-------- Material provided --------

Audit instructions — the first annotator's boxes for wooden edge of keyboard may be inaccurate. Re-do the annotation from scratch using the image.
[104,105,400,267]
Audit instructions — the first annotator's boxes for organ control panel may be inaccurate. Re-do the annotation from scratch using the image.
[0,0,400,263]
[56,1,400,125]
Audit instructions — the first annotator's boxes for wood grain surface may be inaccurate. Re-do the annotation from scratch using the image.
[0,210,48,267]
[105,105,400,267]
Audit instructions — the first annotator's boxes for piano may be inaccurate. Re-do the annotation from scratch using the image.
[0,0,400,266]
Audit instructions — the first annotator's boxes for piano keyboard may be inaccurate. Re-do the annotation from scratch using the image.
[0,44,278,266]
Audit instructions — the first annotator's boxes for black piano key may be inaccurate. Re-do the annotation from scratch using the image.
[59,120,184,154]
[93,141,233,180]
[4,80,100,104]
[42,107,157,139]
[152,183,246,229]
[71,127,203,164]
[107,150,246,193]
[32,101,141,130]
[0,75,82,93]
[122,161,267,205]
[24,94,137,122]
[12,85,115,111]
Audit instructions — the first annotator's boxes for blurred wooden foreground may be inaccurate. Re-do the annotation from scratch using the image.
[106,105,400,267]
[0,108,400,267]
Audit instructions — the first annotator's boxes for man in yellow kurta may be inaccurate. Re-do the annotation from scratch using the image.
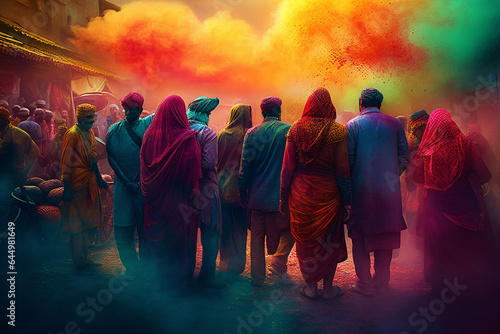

--------

Rewrite every one of the entries above as a JSON list of strings, one string per line, skipping any blank lines. Leave the pictures out of your answer.

_Solution for this problem:_
[
  "Audit instructions — the first annotator's boxes for wooden edge of keyboard may be inaccurate. Re-do the annotation from scratch using the image.",
  "[104,105,400,267]",
  "Audit instructions — the first annotator's boxes for organ control panel may be inaccurate. Re-do the annotation from scratch using the image.",
  "[0,0,400,263]",
  "[56,1,400,125]",
  "Audit instructions — the first annotator's boxes for wood grain surface may be inaccurate. Re-do the annotation from scratch using the image.",
  "[0,210,48,267]",
  "[105,105,400,267]",
  "Audit instructions — the first annotator's boxes for piano may be inaccurate. Re-do the annotation from scratch using the image.",
  "[0,0,400,266]",
  "Audit instructions — the first annotator's boxes for piano keyboard may be inaccurate. Re-do the annotation from scratch using the image.",
  "[0,44,278,266]",
  "Audit instructions — the first annotator's boxes for black piano key may be inaccurate. Re-do the annotation from scratch using the image.",
  "[59,120,184,154]",
  "[93,141,233,180]",
  "[4,80,100,104]",
  "[42,107,157,139]",
  "[152,183,246,229]",
  "[71,127,203,164]",
  "[107,150,246,193]",
  "[32,101,141,130]",
  "[0,75,82,93]",
  "[122,161,267,205]",
  "[24,94,137,122]",
  "[12,85,115,111]",
  "Audit instructions — the first annotator's boxes for blurred wooden foreground may be inaccurate. Re-do the annotation from scratch using the image.",
  "[106,105,400,267]",
  "[0,108,400,267]",
  "Audit instructions — the first annotator's boxes for man in yellow kurta may be inaccurate. Re-do the annotation from scratch using the image."
]